# Librax



## Gill58 (Sep 19, 2006)

I have had weeks, now, of sudden D, after feeling pretty good on the calcium and Elavil for some time. I can't work out why this IBS returned with a vengence as my lovely quiet life hasn't changed - no stress at all. My doctor has stopped the Elavil and prescribed 3 tablets of Librax a day, Calcium tablets, plus a powder called Smecta (a French medicine to bathe and soothe the gut - my guess it is like kaolin). This has not made any difference to the diarrhoea episodes and after a desperate dash for the toilet in our local supermarket today, I came home in floods of tears. This is really ruining my life and is very depressing. I am not depressive, just very depressed about my condition! What makes it even harder is that almost NO stores in France have toilets!!!Has anyone had any experience of taking Librax? How long should it take to start to work? Should I be patient and wait for it to start to work? I have given up sugars, caffeine, colas, orange juice, take Benefibre daily and eat oatmeal for breakfast. I don't eat fatty foods, never buy ready-made meals or junk foods. I am lactose intollerant and am very careful not to eat any foods that contain this, so this isn't the problem. My doctor said that I should try Librax for a month, and if no change, he will send me to the hospital for the pill swallowing camera test (which although I dread, I am desperate enough to do it!)Any help/suggestions would be so much appreciated,


----------



## BQ (May 22, 2000)

Librax isn't supposed to stop diarrhea. It has two medications in it. One calms anxiety a bit and the other is an antispasmodic.Here is some info on it:http://www.drugs.com/librax.html How about using some imodium to get you through this. You may just be flaring. And if it's Diarrhea Flare, an antidiarrheal like imodium may help. And it might be good to have the camera test to be more thorough. The only problem with those tests is they can't take any biopsies to rule out other things like they can during a colonoscopy.I hope you feel better real soon.

## QUESTIONS TO ANSWER
A. From the Librax thread, list the four things Gill58 says she has given up.
B. Answer these questions from the Librax thread:
(i) How many Librax tablets a day did Gill58's doctor prescribe?
(ii) For how long did her doctor say she should try Librax?
(iii) According to BQ, what can't the camera test do that a colonoscopy can?
C. Please write the next reply in the Librax thread.

## Natural-language object grounding data
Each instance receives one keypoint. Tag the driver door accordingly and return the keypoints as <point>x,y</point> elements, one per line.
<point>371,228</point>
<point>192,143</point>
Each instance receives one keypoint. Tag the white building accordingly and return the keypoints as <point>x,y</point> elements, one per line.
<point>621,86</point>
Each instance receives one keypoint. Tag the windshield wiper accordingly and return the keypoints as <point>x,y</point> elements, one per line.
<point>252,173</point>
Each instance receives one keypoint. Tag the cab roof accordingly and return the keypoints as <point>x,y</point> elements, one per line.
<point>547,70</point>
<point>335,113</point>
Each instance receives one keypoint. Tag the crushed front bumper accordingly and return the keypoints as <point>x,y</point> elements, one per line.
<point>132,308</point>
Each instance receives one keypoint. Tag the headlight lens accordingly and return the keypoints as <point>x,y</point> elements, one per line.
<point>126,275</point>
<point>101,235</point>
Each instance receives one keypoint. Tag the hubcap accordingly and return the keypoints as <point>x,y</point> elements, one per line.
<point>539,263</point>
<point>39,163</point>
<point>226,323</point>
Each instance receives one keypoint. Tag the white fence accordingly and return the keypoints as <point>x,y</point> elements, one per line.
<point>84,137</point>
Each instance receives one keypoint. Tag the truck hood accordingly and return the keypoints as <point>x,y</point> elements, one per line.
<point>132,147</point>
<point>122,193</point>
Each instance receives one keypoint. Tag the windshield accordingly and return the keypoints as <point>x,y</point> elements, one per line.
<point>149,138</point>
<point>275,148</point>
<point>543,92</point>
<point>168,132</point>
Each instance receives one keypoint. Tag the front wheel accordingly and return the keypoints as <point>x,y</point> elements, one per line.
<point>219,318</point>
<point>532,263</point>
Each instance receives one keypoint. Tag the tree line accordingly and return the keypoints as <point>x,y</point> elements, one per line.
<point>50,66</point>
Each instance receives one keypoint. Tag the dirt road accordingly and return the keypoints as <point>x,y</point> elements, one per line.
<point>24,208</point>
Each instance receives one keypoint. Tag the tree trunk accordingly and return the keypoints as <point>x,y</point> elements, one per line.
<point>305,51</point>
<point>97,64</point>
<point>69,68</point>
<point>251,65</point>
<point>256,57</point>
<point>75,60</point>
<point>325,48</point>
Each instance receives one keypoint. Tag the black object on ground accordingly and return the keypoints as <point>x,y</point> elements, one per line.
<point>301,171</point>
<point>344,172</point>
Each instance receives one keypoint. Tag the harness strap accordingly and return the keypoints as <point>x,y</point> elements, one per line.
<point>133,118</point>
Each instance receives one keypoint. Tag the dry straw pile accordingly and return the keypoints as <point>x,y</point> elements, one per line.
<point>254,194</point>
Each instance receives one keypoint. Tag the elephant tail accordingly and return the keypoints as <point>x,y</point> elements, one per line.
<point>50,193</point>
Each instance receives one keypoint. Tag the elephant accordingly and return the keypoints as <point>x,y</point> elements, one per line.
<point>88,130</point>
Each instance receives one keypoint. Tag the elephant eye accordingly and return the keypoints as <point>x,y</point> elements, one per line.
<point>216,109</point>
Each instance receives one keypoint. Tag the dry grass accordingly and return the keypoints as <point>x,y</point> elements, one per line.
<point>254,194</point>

## ANSWERS FOR THIS EXERCISE
A. sugars, caffeine, colas, orange juice

B.
(i) 3 tablets a day
(ii) A month
(iii) Take biopsies to rule out other things

C.
----------



## Gill58 (Sep 19, 2006)

Thank you for your quick reply! I feel stupid, but I should have included in my list of meds, that I take 2 Immodiums in the morning and I have done this for many years. Maybe it is the foggy-ness of the Librax that made me omit them, or the lateness of the hour! Yes, I think I shall have to go for the pill camera test, at least my doctor is very willing to send me for any testing that can give us an answer (if there is an answer!).


----------



## BQ (May 22, 2000)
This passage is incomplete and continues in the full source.